START Passage for review
By Levi J Parsons
SYDNEY, Aug. 9 (Xinhua) -- A kind of Mars Lab program in Sydney has given children across Australia and the rest of the world the opportunity to drive three Mars rovers as part of the Sydney Science Week.
The Mars Lab at Sydney's Powerhouse Museum has developed a full recreation of the martian surface with red sand, rocks, meteorites and billion-year-old fossils.
Under specialist supervision, children can operate the hi-tech robots using the same remote technology employed on official Mars missions.
"The Mars Lab is mainly used as part of our school and learning program, so students can drive the rover from in their classroom all around the country and as well as around the world," Powerhouse Museum education program producer Mark Scarcella told Xinhua on Wednesday.
Built by the Australian Centre for Field Robotics in collaboration with the University of New South Wales and the University of Sydney, the rovers named Mawson, Continuum and Mammoth are used as "science investigators."
In active Mars missions, Scarella said rovers take measurements of the atmosphere, temperature and wind.
"They also shine lasers onto rocks and can vaporise the rocks to test the chemical composition," Scarella said.
But the primary role of the robotic devices is to look for evidence of life, and children who are involved in the Mars Lab program are also given this mission objective.
"There are special types of fossils that we find on Earth called stromatolites and they're made from bacteria," Scarella said.
"They're fossils produced by bacteria billions and billions of years ago and these bacteria actually still live today on Earth."
"So finding that kind of fossil on Mars would be evidence that there used to be life there in the form of bacteria."
The yard contains two Stromatolite fossils aged 800 million and three billion years, which children are tasked with locating during their mission.
END Passage for review
Tasks to perform:
1. List everything the Mars Lab article names as part of its recreation of the martian surface.
2. Based on the Mars Lab article, why would finding stromatolite fossils on Mars count as evidence of past life?
3. Write the next part of the Mars Lab article, continuing from its final sentence.
The entries that come next are separate material, not part of the Mars Lab article.
START Recorded information
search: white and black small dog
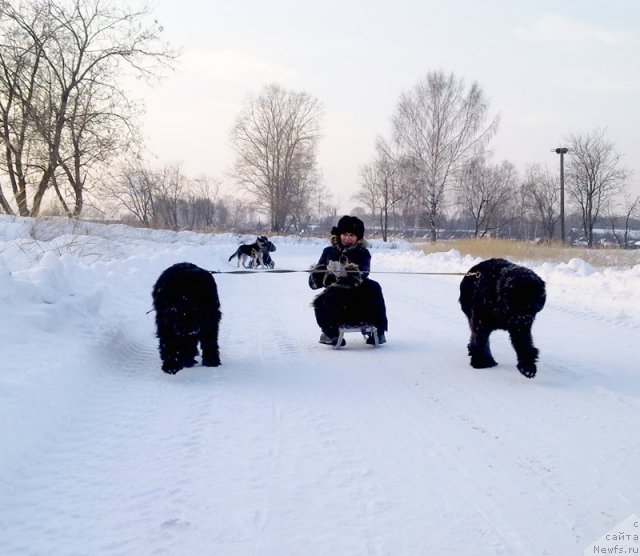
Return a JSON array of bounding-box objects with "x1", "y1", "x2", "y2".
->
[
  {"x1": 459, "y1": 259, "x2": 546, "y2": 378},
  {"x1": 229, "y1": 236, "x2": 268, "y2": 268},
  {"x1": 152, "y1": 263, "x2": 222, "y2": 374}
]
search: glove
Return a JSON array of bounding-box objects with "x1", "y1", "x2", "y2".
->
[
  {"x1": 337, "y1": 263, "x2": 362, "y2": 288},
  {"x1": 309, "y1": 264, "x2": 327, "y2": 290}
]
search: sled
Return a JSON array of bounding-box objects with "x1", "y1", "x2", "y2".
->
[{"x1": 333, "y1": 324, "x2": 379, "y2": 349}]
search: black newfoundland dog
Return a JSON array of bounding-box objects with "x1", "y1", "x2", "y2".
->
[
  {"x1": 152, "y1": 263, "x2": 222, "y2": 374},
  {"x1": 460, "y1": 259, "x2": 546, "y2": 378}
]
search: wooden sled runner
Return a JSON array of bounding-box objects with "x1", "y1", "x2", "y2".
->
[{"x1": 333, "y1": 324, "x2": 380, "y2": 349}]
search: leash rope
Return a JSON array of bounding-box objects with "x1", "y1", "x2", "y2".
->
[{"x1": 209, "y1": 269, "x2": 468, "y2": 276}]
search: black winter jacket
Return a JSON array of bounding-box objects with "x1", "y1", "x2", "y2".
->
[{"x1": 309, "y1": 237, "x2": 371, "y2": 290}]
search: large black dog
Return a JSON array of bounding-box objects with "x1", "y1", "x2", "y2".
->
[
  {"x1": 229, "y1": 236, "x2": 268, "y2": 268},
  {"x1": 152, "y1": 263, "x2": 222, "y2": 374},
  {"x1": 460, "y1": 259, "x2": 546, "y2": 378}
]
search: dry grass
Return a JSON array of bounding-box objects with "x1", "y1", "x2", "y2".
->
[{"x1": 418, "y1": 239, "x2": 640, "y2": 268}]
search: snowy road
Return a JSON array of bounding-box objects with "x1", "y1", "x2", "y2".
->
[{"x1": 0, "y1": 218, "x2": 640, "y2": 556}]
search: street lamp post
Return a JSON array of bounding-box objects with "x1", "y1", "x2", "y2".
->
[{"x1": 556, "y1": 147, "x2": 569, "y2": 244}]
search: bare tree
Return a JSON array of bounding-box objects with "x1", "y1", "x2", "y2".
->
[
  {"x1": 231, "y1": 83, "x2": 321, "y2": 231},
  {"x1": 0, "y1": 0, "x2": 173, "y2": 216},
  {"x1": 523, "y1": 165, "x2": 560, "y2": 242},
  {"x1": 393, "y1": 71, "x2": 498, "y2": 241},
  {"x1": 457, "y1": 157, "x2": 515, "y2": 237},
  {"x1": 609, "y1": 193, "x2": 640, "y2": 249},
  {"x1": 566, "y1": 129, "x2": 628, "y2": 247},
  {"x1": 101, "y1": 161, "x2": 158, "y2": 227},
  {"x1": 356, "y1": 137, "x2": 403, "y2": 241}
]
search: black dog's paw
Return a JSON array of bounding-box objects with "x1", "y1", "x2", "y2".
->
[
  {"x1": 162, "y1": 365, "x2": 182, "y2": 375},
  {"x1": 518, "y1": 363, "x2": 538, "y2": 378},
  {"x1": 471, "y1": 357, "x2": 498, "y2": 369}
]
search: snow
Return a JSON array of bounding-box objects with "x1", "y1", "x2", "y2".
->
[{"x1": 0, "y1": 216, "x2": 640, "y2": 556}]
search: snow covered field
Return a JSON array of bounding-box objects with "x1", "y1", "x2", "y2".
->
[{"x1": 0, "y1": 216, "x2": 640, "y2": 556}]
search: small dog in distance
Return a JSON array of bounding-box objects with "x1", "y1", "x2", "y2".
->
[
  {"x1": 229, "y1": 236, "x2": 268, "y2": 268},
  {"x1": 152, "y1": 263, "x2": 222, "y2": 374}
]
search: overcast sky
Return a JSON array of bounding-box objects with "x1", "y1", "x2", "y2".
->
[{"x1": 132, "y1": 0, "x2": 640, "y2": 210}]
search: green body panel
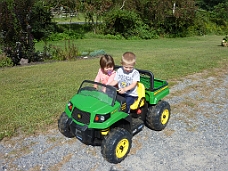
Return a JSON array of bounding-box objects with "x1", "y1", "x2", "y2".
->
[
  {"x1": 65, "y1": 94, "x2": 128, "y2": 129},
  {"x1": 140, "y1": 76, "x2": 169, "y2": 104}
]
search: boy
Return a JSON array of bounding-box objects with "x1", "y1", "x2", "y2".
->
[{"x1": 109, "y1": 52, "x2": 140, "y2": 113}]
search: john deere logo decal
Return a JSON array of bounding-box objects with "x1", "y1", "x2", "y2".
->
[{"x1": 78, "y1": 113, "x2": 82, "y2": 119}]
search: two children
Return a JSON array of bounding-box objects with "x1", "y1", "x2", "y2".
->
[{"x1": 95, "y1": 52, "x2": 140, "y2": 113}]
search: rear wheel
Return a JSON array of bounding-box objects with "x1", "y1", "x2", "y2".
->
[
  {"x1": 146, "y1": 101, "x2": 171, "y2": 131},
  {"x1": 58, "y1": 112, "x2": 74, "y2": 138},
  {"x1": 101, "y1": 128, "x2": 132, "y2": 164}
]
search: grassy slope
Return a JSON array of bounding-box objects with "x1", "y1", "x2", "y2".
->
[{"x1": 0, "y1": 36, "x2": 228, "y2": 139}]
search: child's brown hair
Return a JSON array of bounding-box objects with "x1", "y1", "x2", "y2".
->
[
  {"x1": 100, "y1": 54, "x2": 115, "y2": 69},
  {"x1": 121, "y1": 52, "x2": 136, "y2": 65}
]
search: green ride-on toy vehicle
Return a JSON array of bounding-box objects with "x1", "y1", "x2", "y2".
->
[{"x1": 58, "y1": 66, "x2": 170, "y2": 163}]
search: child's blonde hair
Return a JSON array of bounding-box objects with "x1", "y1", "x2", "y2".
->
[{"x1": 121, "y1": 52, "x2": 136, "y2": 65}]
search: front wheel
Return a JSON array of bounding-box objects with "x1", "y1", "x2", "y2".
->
END Recorded information
Answers for the exercise:
1. Red sand, rocks, meteorites, and billion-year-old fossils.

2. Stromatolites are fossils produced by bacteria billions of years ago. Finding that kind of fossil on Mars would therefore show that life once existed there in the form of bacteria.

3.
There is also a portion of a black iron meteorite, which is another objective for students to catalogue using the rover's sophisticated depth sensing cameras.
"One of our robots Continuum actually has a laser that simulates what it would be like on real Mars to test the composition of rocks," Scarella said.
Although the three rovers will not be used on Mars, they're an invaluable tool to test different technologies that might one day be included in future missions.
Among some of the challenges that rovers face in the inhospitable conditions are temperatures of minus 100 degrees celsius, as well as intense heat and dust storms.
"Some of the rovers are solar powered and dust storms have come through and actually coated the solar panels in dust, so they could charge themselves anymore," Scarella said.
"Luckily, a tornado came through and actually cleaned the surface off, so they came back to life."
According to Scarella, the ability to trial robotic technology in simulations such as the Mars Lab, is vital to overcoming the challenges of the red planet and also helps expand Australia's involvement in the development of space travel.
"One of the Mars 2020 mission planners is an Australian women, Dr Abigail Allwood and we have a lot of students working on technology such as these rovers for future missions as well."
At the moment NASA and a private firm Mars One, plan to send teams of astronauts to the red planet within the next 15 years.
"The problem is that it's a one way mission, we don't have the technology to send you there and bring you back," Scarella said.